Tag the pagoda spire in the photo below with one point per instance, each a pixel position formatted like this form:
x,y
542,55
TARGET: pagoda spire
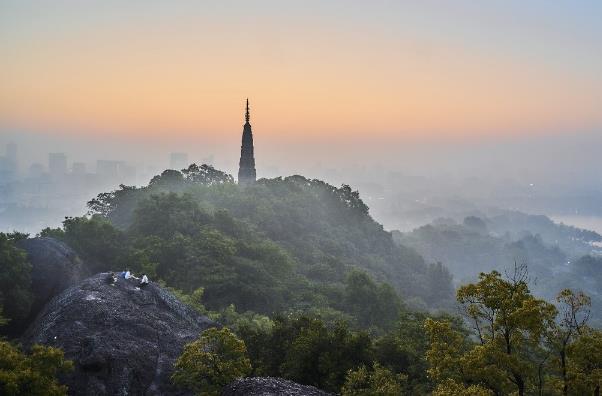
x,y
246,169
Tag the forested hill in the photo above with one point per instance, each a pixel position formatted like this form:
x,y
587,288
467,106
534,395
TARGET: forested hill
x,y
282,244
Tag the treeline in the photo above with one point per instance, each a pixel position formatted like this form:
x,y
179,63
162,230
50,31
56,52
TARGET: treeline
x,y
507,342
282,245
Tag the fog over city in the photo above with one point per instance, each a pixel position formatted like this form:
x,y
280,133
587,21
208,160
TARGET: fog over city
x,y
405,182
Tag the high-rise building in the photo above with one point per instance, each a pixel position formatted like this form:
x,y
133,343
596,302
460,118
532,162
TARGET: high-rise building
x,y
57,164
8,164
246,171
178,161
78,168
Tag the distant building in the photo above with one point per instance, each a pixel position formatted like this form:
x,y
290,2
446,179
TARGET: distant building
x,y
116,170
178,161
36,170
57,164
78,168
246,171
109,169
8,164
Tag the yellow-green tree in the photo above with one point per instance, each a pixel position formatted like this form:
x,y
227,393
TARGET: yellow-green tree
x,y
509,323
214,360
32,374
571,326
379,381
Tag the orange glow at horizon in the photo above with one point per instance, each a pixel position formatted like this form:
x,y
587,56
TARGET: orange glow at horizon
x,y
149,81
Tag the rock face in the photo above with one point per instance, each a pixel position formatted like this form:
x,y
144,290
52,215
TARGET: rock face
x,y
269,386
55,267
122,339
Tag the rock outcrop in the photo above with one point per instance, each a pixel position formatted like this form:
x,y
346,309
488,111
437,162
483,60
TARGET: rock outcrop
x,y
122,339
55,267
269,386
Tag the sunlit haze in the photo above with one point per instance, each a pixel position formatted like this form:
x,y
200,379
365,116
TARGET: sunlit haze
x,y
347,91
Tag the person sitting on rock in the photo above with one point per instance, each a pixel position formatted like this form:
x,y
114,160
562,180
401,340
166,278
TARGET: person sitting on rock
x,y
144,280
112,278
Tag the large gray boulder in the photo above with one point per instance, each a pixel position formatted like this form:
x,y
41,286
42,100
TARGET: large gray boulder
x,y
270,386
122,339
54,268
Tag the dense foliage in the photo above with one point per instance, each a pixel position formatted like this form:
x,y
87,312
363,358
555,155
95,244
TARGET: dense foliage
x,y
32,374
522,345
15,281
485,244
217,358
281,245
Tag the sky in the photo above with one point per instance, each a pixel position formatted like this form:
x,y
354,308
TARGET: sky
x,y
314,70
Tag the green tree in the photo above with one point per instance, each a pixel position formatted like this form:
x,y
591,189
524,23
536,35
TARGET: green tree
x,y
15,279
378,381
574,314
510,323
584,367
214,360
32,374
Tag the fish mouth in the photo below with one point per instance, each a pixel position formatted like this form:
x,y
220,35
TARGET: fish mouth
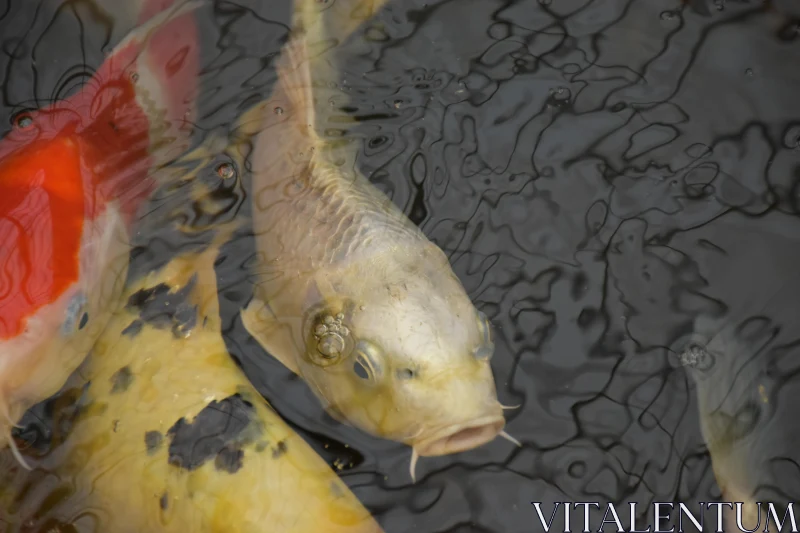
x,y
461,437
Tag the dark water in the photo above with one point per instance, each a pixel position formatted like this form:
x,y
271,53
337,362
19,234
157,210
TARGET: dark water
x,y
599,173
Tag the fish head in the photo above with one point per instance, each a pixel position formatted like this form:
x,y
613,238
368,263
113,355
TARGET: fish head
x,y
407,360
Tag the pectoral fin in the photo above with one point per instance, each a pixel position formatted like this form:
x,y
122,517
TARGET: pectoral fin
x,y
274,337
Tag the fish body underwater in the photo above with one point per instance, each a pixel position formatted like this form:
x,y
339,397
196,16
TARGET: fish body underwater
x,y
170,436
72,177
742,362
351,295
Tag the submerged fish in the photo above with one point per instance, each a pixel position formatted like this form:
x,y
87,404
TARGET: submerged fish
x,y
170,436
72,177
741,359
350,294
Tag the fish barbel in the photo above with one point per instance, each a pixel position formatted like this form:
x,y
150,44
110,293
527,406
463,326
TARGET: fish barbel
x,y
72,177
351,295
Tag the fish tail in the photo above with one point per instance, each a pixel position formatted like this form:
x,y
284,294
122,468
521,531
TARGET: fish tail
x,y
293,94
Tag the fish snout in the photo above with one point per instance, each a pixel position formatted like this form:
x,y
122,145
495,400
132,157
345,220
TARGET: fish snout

§ Work request
A word-for-word copy of the entries above is needed, with every picture dropped.

§ Your response
Tag the pagoda spire in the photo below with one point per instance, each a pixel position formatted like this form:
x,y
542,55
TARGET: pagoda spire
x,y
246,169
Tag the forested hill in the photo above with one point per instance, each a pixel position formatted like this form:
x,y
587,288
467,106
534,395
TARGET: forested hill
x,y
282,244
Tag the treeline in the photo above with one point per instance, each a pixel position formatted like this form:
x,y
179,63
162,230
50,31
56,52
TARGET: treeline
x,y
507,342
282,245
Tag the fog over city in the photo above with one point per instance, each a pixel position formatted like this form:
x,y
280,133
587,21
208,160
TARGET: fog over city
x,y
405,182
Tag the high-rise building in the photo above with one point per instance, each a pixel position formatted like this form:
x,y
133,343
596,302
460,118
532,162
TARGET: high-rise building
x,y
57,164
8,164
246,171
178,161
78,168
Tag the distant building in the photo above with one point per instance, each a pixel position formatted like this form:
x,y
290,2
446,179
TARGET: distant building
x,y
116,170
178,161
36,170
57,164
78,168
246,171
109,169
8,164
Tag the yellow-green tree in the photo above with one point per instance, each a pixel position formatted like this form:
x,y
227,393
TARGET: yellow-green tree
x,y
509,323
214,360
32,374
571,326
379,381
Tag the orange glow at horizon in the photo above with one point per instance, each a pixel position formatted like this form:
x,y
587,56
TARGET: orange glow at horizon
x,y
149,81
Tag the rock face in the photo above with one point per instance, each a pixel position formatted like this form:
x,y
144,290
52,215
TARGET: rock face
x,y
269,386
55,267
122,339
Tag the rock outcrop in the photo above with one point per instance, each a pixel position formatted like this form:
x,y
346,309
488,111
437,162
483,60
TARGET: rock outcrop
x,y
122,339
55,267
269,386
Tag the sunlit haze in the photo above with one point per instance, each a pixel position formatted like this form:
x,y
200,379
365,116
TARGET: sunlit haze
x,y
347,91
Tag the person sitting on rock in the photo above with one point per instance, each a pixel position formatted like this form:
x,y
114,160
562,180
401,340
166,278
TARGET: person sitting on rock
x,y
144,280
112,278
Tag the large gray boulder in the photo above with one point per instance, each a pixel position formatted like this form:
x,y
41,286
42,100
TARGET: large gray boulder
x,y
270,386
122,339
54,268
Tag the dense foliage in the photo above with one point per instance, each a pixel position formatted like this form:
x,y
87,312
363,358
555,155
95,244
TARGET: dense foliage
x,y
32,374
522,345
15,281
485,244
217,358
281,245
Tag the sky in the photo above with one point per instance, each a pixel position formatted like this form:
x,y
354,308
TARGET: sky
x,y
314,70
Tag the green tree in the photo above with one point per instance, each a pixel position formatted like this form:
x,y
591,189
524,23
536,35
TARGET: green tree
x,y
15,279
378,381
574,314
510,323
584,367
214,360
32,374
Tag the fish mouth in the photo below with one point per instance, each a pixel position formatted like this form:
x,y
220,35
TARGET: fish mouth
x,y
461,437
Tag the dark water in the photo above with one point per instance, each a pixel position formatted like this form:
x,y
271,53
337,362
19,234
157,210
TARGET: dark water
x,y
599,173
Tag the fish head in the photo above with one point per instance, each a pixel position formatted like this form:
x,y
613,238
368,263
113,355
TARGET: fish head
x,y
407,360
Tag the pectoral fin in the photo above with one point per instance, each a pixel position formatted like this form:
x,y
122,517
TARGET: pectoral fin
x,y
274,337
Tag the fish body underwater in the photo above with one point per instance, each a pixel position formatted like this form:
x,y
339,397
196,16
TARGET: fish body underwater
x,y
170,436
72,177
742,362
351,295
Tag the submerged fish in the photo above with one point per instance, each a pixel position formatted like this form:
x,y
87,404
TARGET: submerged fish
x,y
170,436
72,177
741,359
350,294
Tag the fish barbel in the photo above with one point per instance, each a pixel position formatted like this form:
x,y
150,44
110,293
527,406
463,326
TARGET: fish barbel
x,y
72,177
351,295
Tag the fish tail in the photo above with one point per instance, each a pixel position formatted like this form:
x,y
284,294
122,468
521,531
TARGET: fish tail
x,y
293,94
Tag the fish snout in the photo above with one point per instance, each a pixel position formatted like this form:
x,y
122,145
495,400
132,157
345,220
TARGET: fish snout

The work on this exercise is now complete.